**Set problem:** Find every line in the records below that contains the word "dune", treating uppercase and lowercase as different, and copy each of those lines.

===== Data supplied

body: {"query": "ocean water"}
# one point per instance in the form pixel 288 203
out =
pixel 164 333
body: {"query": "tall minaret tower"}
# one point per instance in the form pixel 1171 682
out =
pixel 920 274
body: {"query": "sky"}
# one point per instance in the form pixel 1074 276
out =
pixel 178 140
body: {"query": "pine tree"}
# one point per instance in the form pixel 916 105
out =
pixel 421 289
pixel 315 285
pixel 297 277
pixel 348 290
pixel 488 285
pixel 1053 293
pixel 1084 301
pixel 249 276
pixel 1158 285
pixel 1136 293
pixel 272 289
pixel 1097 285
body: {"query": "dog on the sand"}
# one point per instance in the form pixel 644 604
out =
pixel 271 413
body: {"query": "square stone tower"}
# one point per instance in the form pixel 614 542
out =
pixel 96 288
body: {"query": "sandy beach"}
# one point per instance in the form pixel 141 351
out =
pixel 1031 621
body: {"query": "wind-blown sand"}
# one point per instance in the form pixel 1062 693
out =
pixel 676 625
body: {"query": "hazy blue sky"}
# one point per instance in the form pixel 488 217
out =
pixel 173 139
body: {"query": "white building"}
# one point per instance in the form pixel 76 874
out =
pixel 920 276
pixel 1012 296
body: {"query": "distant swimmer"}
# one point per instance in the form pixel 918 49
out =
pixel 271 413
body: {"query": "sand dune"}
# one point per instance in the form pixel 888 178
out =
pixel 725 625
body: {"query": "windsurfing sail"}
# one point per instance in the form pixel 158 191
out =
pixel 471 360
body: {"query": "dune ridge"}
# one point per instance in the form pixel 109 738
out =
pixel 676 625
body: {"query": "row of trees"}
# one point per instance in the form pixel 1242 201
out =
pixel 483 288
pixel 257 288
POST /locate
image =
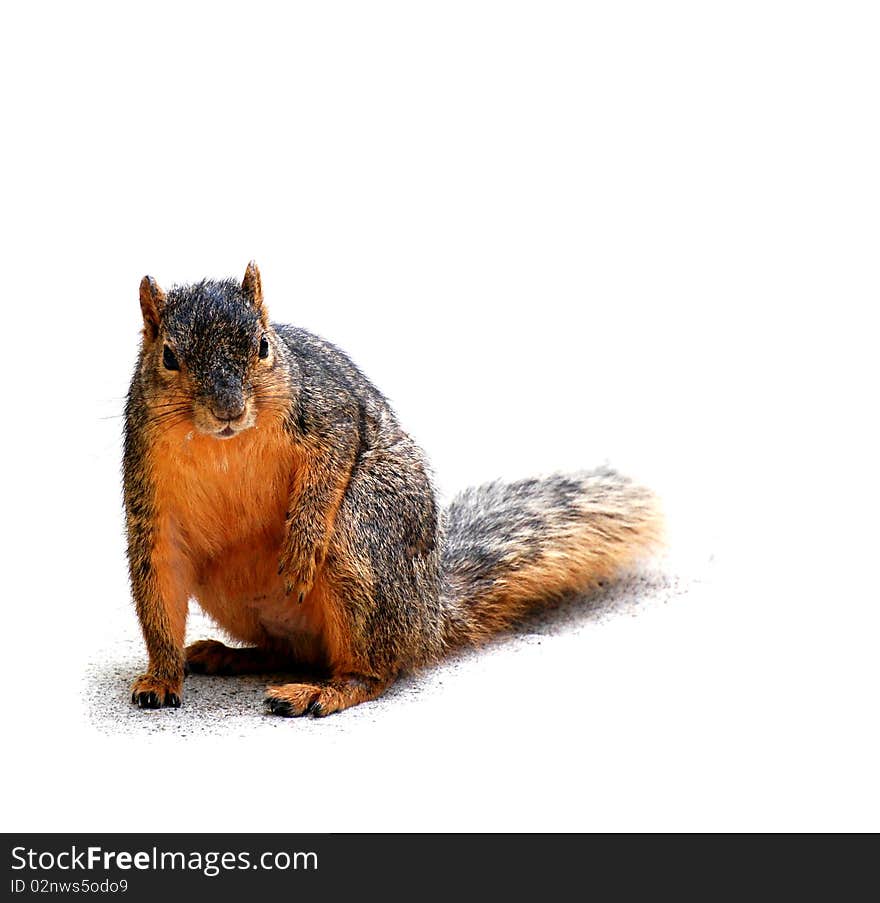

==========

**Solution to this task:**
body: {"query": "sand dune"}
body: {"query": "dune ridge"}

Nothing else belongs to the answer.